ESTRATTO FORNITO:
+++
“La negoziazione assistita è stata introdotta con finalità di incentivare strumenti alternativi alla giurisdizione in grado potenzialmente di produrre lo stesso risultato di quello derivante dall’intervento del giudice, con regole semplificate.”
Questo è quanto chiarito da una recente sentenza del Tribunale di Roma n. 12727/2019.
Venerdi 6 Marzo 2020 |
La Negoziazione Assistita rientra a pieno titolo tra le cosiddette “alternative dispute resolution” (A.D.R.), ovvero tra i metodi di risoluzione di una lite alternativi al processo.
Tali alternative alla giurisdizione rendono, o dovrebbero rendere, la controversia giudiziaria l’estrema “ratio”, aiutando a ridurre i carichi giudiziari e garantendo la ragionevole durata del processo, oltre che favorendo una composizione del conflitto più aderente agli interessi individuali rispetto alla decisione del Giudice.
+++
DATI DI PARTENZA:

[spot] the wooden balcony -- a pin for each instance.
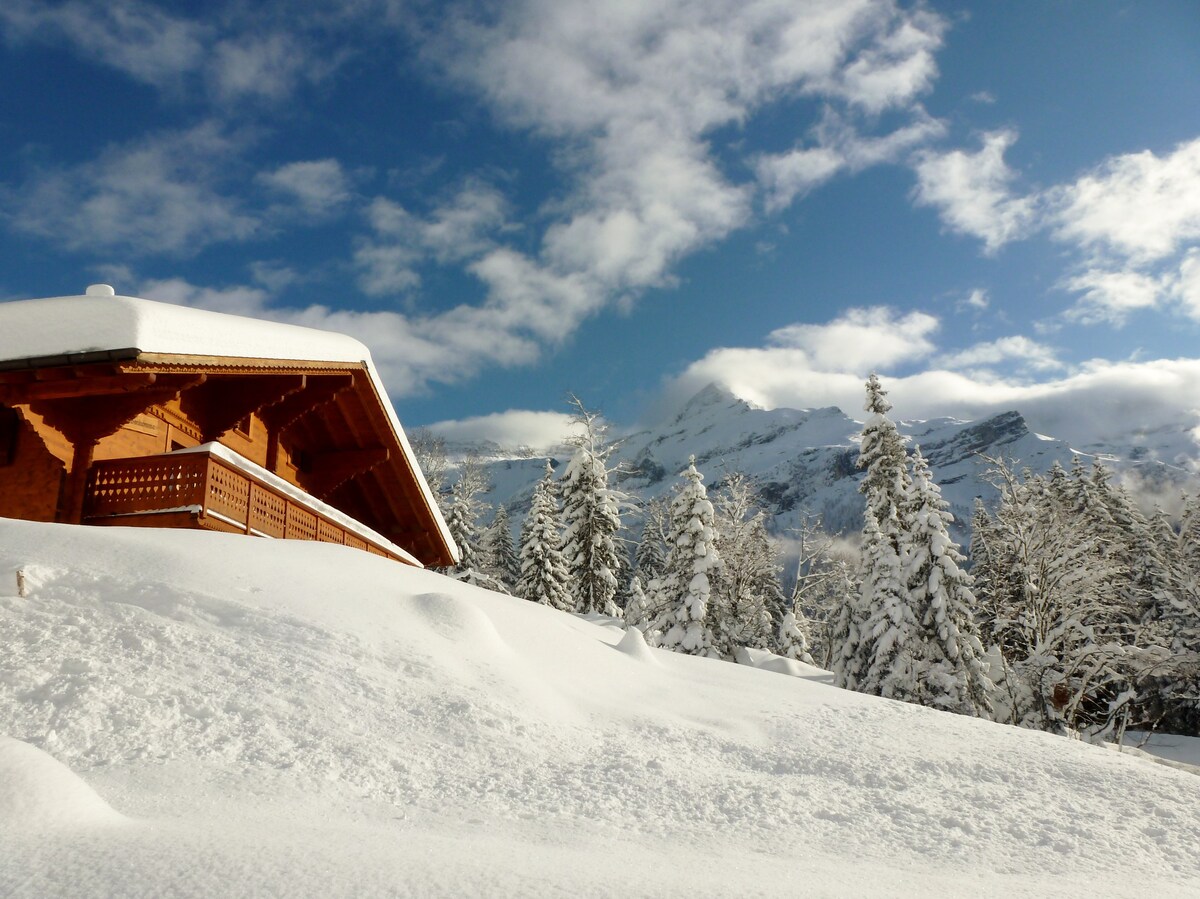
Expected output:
(198, 490)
+++
COSA FARE:
1. Traduci in inglese questa frase dell'estratto sulla negoziazione assistita: «La Negoziazione Assistita rientra a pieno titolo tra le cosiddette “alternative dispute resolution” (A.D.R.), ovvero tra i metodi di risoluzione di una lite alternativi al processo.»
2. Ripeti dall'estratto sulla negoziazione assistita tutto il testo che va da "Venerdi 6 Marzo" giù fino a "decisione del Giudice.".

RISULTATI PER COMPITO:
1. Assisted Negotiation fully belongs among the so-called “alternative dispute resolution” (A.D.R.) methods, that is, among the methods of resolving a dispute that are alternatives to a trial.

2.
Venerdi 6 Marzo 2020 |
La Negoziazione Assistita rientra a pieno titolo tra le cosiddette “alternative dispute resolution” (A.D.R.), ovvero tra i metodi di risoluzione di una lite alternativi al processo.
Tali alternative alla giurisdizione rendono, o dovrebbero rendere, la controversia giudiziaria l’estrema “ratio”, aiutando a ridurre i carichi giudiziari e garantendo la ragionevole durata del processo, oltre che favorendo una composizione del conflitto più aderente agli interessi individuali rispetto alla decisione del Giudice.